THE EXERCISE | Copy out the material below word for word, omitting the picture.

****************

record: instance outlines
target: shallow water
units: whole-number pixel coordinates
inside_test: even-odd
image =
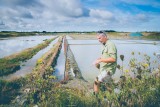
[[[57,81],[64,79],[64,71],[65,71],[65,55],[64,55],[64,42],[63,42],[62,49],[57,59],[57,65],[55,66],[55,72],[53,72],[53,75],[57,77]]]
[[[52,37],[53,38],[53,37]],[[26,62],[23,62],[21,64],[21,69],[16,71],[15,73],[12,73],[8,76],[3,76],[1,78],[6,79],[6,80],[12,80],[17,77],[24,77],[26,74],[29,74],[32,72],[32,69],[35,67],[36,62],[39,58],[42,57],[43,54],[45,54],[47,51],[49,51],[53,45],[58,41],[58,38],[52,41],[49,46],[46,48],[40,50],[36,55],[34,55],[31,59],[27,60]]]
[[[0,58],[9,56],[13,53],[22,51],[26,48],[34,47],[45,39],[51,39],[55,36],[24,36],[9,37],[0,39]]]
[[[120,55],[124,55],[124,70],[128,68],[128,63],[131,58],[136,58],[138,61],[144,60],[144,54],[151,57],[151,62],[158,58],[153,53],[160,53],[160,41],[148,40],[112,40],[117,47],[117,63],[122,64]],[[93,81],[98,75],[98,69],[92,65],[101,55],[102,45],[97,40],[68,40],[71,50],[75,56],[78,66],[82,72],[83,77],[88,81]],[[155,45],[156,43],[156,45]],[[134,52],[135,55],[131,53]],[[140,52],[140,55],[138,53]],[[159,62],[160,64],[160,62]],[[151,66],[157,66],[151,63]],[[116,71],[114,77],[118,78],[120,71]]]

****************

RESULT OF THE EXERCISE |
record: instance outlines
target: shallow water
units: whole-number pixel coordinates
inside_test: even-odd
image =
[[[57,81],[64,79],[64,71],[65,71],[65,55],[64,55],[64,42],[63,42],[62,49],[57,59],[57,65],[55,66],[55,72],[53,72],[53,75],[57,77]]]
[[[52,37],[53,38],[53,37]],[[26,62],[23,62],[21,64],[21,69],[16,71],[15,73],[12,73],[8,76],[3,76],[1,78],[6,79],[6,80],[12,80],[17,77],[24,77],[26,74],[29,74],[32,72],[32,69],[35,67],[36,62],[39,58],[42,57],[43,54],[45,54],[47,51],[49,51],[53,45],[58,41],[58,38],[52,41],[49,46],[46,48],[40,50],[36,55],[34,55],[31,59],[27,60]]]
[[[0,58],[9,56],[13,53],[22,51],[26,48],[34,47],[45,39],[51,39],[55,36],[24,36],[9,37],[0,39]]]
[[[120,55],[124,55],[124,70],[128,68],[128,63],[131,58],[136,58],[138,61],[144,60],[144,54],[151,57],[151,62],[158,58],[153,53],[160,53],[160,41],[148,40],[112,40],[117,47],[117,63],[122,64]],[[93,81],[98,75],[98,69],[92,65],[101,55],[102,45],[97,40],[68,40],[71,50],[75,56],[78,66],[82,72],[83,77],[88,81]],[[155,45],[156,43],[156,45]],[[134,52],[135,55],[131,53]],[[140,52],[140,55],[138,53]],[[159,62],[160,64],[160,62]],[[151,66],[157,66],[151,63]],[[116,71],[114,77],[118,78],[120,71]]]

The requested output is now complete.